Retype the material word for word.

(Records from a data source)
☆ ☆ ☆ ☆ ☆

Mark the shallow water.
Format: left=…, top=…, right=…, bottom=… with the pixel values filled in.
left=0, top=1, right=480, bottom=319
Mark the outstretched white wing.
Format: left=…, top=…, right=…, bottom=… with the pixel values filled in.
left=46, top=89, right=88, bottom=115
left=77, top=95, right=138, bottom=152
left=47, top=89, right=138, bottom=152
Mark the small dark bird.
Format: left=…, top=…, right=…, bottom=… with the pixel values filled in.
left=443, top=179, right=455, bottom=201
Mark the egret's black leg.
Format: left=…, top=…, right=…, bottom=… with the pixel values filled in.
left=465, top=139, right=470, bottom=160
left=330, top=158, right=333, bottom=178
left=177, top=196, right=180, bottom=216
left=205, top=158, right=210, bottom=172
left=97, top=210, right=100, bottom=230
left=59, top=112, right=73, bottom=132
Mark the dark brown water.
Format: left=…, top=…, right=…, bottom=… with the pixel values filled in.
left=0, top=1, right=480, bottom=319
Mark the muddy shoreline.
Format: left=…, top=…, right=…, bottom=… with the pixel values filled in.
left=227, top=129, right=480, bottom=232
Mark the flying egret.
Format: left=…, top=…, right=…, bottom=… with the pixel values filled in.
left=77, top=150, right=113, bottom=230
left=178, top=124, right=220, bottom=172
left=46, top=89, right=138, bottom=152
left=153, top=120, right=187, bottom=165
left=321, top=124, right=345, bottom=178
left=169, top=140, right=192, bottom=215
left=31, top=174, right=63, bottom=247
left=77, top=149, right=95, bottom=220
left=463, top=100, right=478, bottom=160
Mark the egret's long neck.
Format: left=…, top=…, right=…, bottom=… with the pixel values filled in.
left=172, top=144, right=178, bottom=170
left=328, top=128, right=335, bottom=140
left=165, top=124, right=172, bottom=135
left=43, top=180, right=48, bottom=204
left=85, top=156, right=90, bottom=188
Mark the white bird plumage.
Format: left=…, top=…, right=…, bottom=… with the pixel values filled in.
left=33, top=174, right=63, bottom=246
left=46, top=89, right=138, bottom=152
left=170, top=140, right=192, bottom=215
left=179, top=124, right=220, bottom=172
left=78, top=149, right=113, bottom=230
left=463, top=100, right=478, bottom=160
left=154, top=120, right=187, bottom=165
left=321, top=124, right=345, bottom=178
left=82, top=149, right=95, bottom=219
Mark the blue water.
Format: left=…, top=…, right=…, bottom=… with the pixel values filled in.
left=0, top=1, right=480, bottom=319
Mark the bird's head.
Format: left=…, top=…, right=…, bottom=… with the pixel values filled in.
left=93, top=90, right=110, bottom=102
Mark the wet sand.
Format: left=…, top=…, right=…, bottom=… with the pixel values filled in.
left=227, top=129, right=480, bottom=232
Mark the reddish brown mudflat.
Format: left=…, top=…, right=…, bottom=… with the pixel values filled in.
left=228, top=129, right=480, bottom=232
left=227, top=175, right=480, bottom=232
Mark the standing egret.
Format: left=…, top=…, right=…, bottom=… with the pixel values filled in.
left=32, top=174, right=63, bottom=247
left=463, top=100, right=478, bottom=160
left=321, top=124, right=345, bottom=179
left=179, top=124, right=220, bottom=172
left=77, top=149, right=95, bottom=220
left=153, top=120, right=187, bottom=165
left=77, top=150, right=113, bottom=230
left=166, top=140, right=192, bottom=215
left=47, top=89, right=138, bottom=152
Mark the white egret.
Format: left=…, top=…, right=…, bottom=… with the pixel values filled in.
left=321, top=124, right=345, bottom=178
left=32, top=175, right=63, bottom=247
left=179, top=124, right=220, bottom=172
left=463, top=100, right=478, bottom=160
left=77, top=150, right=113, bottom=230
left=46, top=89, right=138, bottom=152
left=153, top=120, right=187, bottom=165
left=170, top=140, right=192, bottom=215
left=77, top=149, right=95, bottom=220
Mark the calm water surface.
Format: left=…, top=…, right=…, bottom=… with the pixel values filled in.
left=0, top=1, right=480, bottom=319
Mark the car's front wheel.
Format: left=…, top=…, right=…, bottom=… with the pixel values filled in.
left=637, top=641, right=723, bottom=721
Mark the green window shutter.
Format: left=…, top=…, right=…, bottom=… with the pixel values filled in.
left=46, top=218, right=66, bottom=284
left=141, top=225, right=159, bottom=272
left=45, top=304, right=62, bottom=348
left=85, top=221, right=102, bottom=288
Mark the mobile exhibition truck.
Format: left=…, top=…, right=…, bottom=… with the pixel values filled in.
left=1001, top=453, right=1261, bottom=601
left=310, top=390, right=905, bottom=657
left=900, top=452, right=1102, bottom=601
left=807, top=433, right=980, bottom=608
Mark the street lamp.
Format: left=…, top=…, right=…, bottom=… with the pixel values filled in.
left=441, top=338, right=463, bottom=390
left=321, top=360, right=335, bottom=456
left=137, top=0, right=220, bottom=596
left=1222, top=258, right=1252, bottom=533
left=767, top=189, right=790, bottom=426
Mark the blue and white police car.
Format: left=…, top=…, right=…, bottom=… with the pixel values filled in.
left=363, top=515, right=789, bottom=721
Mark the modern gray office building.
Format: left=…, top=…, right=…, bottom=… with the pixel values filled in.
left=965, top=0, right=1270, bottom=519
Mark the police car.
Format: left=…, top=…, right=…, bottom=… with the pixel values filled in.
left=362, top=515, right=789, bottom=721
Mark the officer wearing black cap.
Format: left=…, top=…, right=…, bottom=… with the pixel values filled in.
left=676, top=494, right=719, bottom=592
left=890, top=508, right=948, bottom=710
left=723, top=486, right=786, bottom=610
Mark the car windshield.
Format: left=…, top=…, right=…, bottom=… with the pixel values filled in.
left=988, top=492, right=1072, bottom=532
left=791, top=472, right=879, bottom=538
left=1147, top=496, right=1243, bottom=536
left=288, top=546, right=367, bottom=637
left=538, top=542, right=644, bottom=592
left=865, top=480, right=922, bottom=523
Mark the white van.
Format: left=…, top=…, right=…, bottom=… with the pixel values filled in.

☆ ☆ ☆ ☆ ☆

## Task response
Mark the shallow water.
Format: left=…, top=…, right=…, bottom=… with the pixel values filled in.
left=0, top=1, right=480, bottom=319
Mark the outstretched white wing.
Format: left=…, top=…, right=…, bottom=… with the pixel values filled in.
left=46, top=89, right=88, bottom=115
left=77, top=95, right=138, bottom=152
left=47, top=89, right=138, bottom=152
Mark the small dark bird.
Format: left=…, top=…, right=…, bottom=… with the pixel values filled in.
left=443, top=179, right=455, bottom=201
Mark the egret's black leg.
Format: left=…, top=…, right=…, bottom=… with the pixel values filled in.
left=465, top=139, right=470, bottom=160
left=330, top=158, right=333, bottom=178
left=177, top=196, right=180, bottom=216
left=205, top=158, right=210, bottom=172
left=97, top=210, right=100, bottom=230
left=59, top=112, right=73, bottom=132
Mark the dark brown water.
Format: left=…, top=…, right=…, bottom=… with the pixel values filled in.
left=0, top=1, right=480, bottom=319
Mark the muddy shoreline.
Format: left=…, top=…, right=…, bottom=… with the pixel values filled in.
left=227, top=129, right=480, bottom=232
Mark the flying egret.
Format: left=…, top=…, right=…, bottom=… with the pixel values filled in.
left=77, top=150, right=113, bottom=230
left=178, top=124, right=220, bottom=172
left=46, top=89, right=138, bottom=152
left=153, top=120, right=187, bottom=165
left=321, top=124, right=345, bottom=178
left=169, top=140, right=192, bottom=215
left=31, top=174, right=63, bottom=247
left=77, top=149, right=95, bottom=220
left=463, top=100, right=478, bottom=160
Mark the egret's long neck.
Format: left=…, top=…, right=…, bottom=… with the pixel values filled in.
left=172, top=144, right=178, bottom=170
left=328, top=128, right=335, bottom=140
left=165, top=124, right=172, bottom=135
left=43, top=180, right=48, bottom=204
left=85, top=156, right=90, bottom=188
Mark the white bird plumage.
Format: left=…, top=…, right=…, bottom=… with the pixel values filled in.
left=33, top=174, right=63, bottom=246
left=46, top=89, right=138, bottom=152
left=170, top=140, right=192, bottom=215
left=179, top=124, right=220, bottom=172
left=78, top=149, right=113, bottom=230
left=463, top=100, right=478, bottom=160
left=154, top=120, right=187, bottom=165
left=321, top=124, right=345, bottom=178
left=82, top=149, right=95, bottom=219
Mark the blue water.
Format: left=…, top=…, right=…, bottom=… with the pixel values filled in.
left=0, top=1, right=480, bottom=319
Mark the bird's head.
Format: left=…, top=…, right=…, bottom=… with the pixel values filled in.
left=93, top=90, right=110, bottom=102
Mark the wet sand.
Format: left=…, top=…, right=…, bottom=… with the pixel values filled in.
left=227, top=129, right=480, bottom=232
Mark the reddish brown mudflat.
Format: left=…, top=…, right=…, bottom=… with the pixel values filled in.
left=228, top=129, right=480, bottom=232
left=227, top=175, right=480, bottom=232
Mark the standing egret.
Format: left=…, top=…, right=…, bottom=… with the pixel values filled in.
left=32, top=174, right=63, bottom=247
left=463, top=100, right=478, bottom=160
left=321, top=124, right=345, bottom=179
left=179, top=124, right=220, bottom=172
left=77, top=149, right=95, bottom=220
left=153, top=120, right=187, bottom=165
left=77, top=150, right=113, bottom=230
left=166, top=140, right=192, bottom=215
left=47, top=89, right=138, bottom=152
Mark the white egret.
Format: left=…, top=…, right=…, bottom=… with the pixel values filled in.
left=321, top=124, right=345, bottom=178
left=32, top=175, right=63, bottom=247
left=179, top=124, right=220, bottom=172
left=463, top=100, right=478, bottom=160
left=77, top=150, right=113, bottom=230
left=46, top=89, right=138, bottom=152
left=153, top=120, right=187, bottom=165
left=170, top=140, right=192, bottom=215
left=77, top=149, right=95, bottom=220
Mark the calm water surface.
Format: left=…, top=…, right=…, bottom=… with the pixel values filled in.
left=0, top=1, right=480, bottom=319
Mark the car's front wheel.
Format: left=…, top=…, right=…, bottom=… with the pixel values filled in.
left=637, top=641, right=723, bottom=721
Mark the green window shutter.
Format: left=…, top=…, right=…, bottom=… with the pixel values filled in.
left=46, top=218, right=66, bottom=284
left=141, top=225, right=159, bottom=272
left=45, top=304, right=62, bottom=348
left=85, top=221, right=102, bottom=288
Mark the mobile exhibition truck.
Format: left=…, top=…, right=…, bottom=… with the pixel values filled in.
left=1001, top=453, right=1261, bottom=601
left=310, top=390, right=905, bottom=657
left=900, top=452, right=1102, bottom=601
left=807, top=433, right=980, bottom=608
Mark the street lamp.
Format: left=…, top=…, right=…, bottom=… with the pixel values filled in.
left=441, top=338, right=463, bottom=390
left=321, top=360, right=335, bottom=456
left=137, top=0, right=220, bottom=596
left=1222, top=258, right=1252, bottom=533
left=767, top=189, right=790, bottom=426
Mark the blue and white police car.
Format: left=…, top=…, right=…, bottom=… with the pixel values filled in.
left=363, top=515, right=789, bottom=721
Mark the modern gray office building.
Format: left=…, top=…, right=…, bottom=… with the pixel values filled in.
left=965, top=0, right=1270, bottom=519
Mark the police car.
Format: left=…, top=…, right=…, bottom=… with the pixel values filled in.
left=362, top=515, right=789, bottom=721
Mark the officer wearing black cap.
Format: left=…, top=…, right=…, bottom=… with the pixel values filled in.
left=676, top=494, right=719, bottom=592
left=890, top=508, right=948, bottom=710
left=723, top=486, right=786, bottom=610
Mark the car windshield.
Format: left=…, top=…, right=…, bottom=… with the pixel values filled in.
left=988, top=492, right=1072, bottom=532
left=791, top=472, right=879, bottom=538
left=1147, top=496, right=1243, bottom=536
left=288, top=546, right=367, bottom=637
left=538, top=542, right=644, bottom=592
left=865, top=480, right=922, bottom=523
Mark the white van.
Format: left=…, top=…, right=…, bottom=… with the pixel values filled in.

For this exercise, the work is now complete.